| Assignment |
From the essay on lullabies at the end of life, extract the passage from "I found myself" to "of something else.".

**** Document text

Endings and Beginnings

holy-week

He was much too old for lullabies, already a teenager. If he had been able to speak, he may have protested, but I doubt it. His mother lay in the hospital bed next to him, wrapped her arms around him. A few hours earlier, she had been full of anxiety and anger, lashing out at anyone who so much as hinted that her son was dying. But I did more than hint. I confronted her with the reality that he was coming to the end, and that he needed her now as much as ever. The anger exploded — then disappeared. And in her son’s last hours, she did as good a job of anyone I’ve ever seen at saying goodbye. She told him she loved him, that every day with him was a gift, and then for a painfully long time, she sang him to sleep. She made sure that the last sound he would hear was not beeping monitors or her anguished sobs or his own raspy final breaths, but that first sound — his mother’s voice, singing to him the same songs she had sung when he was a baby. It was such a heartbreakingly intimate moment that I felt like an intruder, but when I asked quietly if I should leave, she said no, and squeezed my hand. So I stood by the bed, one hand on her shoulder, bearing witness to the holy for what seemed like forever. I watched the sun rise over the steeples of downtown churches outside the large window, and knew that my shift would be ending. But still I stood, listening to a mother’s lullabies. And I thought of Jesus.

I found myself wondering about the lullabies Mary sang in Bethlehem. Surely there have been lullabies almost as long as there have been mothers to sing them. And I wondered if she sang them again at the cross. Did she try to make sure that the last sound Jesus heard was not angry crowds or gambling soldiers or cries of pain from those dying on the other crosses? Did she do her best to sing him to sleep? I get to see in the hospital so often how the end of life echoes the beginning. At times, it’s hard even to tell them apart. Maybe that’s why it isn’t hard for me to believe that the end of one thing must be the beginning of something else.

********
**** Dataset extract

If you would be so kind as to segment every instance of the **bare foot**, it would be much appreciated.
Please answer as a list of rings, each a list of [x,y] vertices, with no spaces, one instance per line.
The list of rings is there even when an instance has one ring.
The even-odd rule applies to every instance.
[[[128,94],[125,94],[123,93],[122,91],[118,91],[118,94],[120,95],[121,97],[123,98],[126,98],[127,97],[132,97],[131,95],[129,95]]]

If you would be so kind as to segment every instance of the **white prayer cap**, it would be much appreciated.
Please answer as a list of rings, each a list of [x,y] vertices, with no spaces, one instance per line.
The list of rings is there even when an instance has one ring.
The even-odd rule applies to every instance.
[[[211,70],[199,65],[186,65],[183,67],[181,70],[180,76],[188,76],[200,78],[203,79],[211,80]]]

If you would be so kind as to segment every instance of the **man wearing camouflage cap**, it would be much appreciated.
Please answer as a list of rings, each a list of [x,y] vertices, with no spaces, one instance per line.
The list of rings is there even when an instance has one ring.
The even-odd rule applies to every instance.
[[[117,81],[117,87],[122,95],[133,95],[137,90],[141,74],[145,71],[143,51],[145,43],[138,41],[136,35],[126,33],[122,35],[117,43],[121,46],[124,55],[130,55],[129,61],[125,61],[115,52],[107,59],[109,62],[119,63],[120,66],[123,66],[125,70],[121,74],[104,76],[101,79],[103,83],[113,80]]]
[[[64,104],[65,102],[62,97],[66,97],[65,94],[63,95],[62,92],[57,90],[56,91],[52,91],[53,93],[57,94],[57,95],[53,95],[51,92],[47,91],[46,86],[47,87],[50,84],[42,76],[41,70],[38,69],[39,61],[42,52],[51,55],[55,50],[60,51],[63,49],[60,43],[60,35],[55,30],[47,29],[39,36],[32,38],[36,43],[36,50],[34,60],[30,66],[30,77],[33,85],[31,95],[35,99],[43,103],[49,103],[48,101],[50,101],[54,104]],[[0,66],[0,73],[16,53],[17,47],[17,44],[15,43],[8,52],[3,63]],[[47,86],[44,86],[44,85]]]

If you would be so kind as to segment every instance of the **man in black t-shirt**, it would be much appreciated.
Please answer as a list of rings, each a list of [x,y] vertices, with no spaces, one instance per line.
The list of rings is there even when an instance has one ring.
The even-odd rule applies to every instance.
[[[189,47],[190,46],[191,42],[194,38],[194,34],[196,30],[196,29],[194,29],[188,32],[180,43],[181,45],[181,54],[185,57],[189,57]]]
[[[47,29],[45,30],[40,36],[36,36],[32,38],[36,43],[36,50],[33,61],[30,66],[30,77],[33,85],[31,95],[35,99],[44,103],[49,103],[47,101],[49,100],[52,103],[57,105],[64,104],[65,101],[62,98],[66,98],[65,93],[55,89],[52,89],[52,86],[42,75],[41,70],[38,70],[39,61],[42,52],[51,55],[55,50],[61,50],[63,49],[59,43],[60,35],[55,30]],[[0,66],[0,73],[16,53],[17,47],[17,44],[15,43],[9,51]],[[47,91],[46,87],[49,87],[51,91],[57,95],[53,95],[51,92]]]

********

| Solution for this exercise |
I found myself wondering about the lullabies Mary sang in Bethlehem. Surely there have been lullabies almost as long as there have been mothers to sing them. And I wondered if she sang them again at the cross. Did she try to make sure that the last sound Jesus heard was not angry crowds or gambling soldiers or cries of pain from those dying on the other crosses? Did she do her best to sing him to sleep? I get to see in the hospital so often how the end of life echoes the beginning. At times, it’s hard even to tell them apart. Maybe that’s why it isn’t hard for me to believe that the end of one thing must be the beginning of something else.